### Work instructions
Look for the string "white" in the listing below, then copy every line that has it.

(Supplied information begins)

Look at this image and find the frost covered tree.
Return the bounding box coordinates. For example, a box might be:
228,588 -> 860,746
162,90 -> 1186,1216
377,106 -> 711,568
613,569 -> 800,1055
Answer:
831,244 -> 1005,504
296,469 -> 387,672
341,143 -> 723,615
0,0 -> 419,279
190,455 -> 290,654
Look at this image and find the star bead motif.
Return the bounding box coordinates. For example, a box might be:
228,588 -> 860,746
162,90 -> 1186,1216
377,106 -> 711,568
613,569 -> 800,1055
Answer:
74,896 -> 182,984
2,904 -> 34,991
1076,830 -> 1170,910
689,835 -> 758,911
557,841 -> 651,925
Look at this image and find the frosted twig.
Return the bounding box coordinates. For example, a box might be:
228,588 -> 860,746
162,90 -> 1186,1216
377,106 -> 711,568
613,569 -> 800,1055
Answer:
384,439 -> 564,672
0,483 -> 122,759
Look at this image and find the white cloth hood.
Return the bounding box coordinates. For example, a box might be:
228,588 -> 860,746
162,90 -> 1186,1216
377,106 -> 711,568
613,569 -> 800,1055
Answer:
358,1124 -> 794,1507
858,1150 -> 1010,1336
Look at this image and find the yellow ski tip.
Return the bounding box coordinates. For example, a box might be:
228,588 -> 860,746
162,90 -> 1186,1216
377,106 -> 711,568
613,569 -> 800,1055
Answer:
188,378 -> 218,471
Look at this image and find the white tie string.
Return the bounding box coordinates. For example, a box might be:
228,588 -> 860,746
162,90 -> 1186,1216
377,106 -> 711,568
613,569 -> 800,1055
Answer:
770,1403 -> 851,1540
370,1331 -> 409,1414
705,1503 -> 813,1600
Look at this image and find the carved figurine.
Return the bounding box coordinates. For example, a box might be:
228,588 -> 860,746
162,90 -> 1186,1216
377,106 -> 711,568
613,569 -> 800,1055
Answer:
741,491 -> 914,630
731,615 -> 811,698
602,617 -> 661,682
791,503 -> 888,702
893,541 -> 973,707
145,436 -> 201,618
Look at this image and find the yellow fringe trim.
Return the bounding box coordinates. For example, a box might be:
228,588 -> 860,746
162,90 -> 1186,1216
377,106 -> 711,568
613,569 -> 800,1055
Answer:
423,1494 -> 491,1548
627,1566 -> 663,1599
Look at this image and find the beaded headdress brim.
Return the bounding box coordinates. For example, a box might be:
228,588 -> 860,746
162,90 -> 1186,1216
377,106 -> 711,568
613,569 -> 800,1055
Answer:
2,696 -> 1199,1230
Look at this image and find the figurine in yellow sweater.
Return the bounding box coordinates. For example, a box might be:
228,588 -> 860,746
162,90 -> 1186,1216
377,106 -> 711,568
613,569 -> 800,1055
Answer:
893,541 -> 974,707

(Supplied information ends)

### Solution for this exercise
Look at this image and find the white cloth hood.
Look at this image and find the white tie string.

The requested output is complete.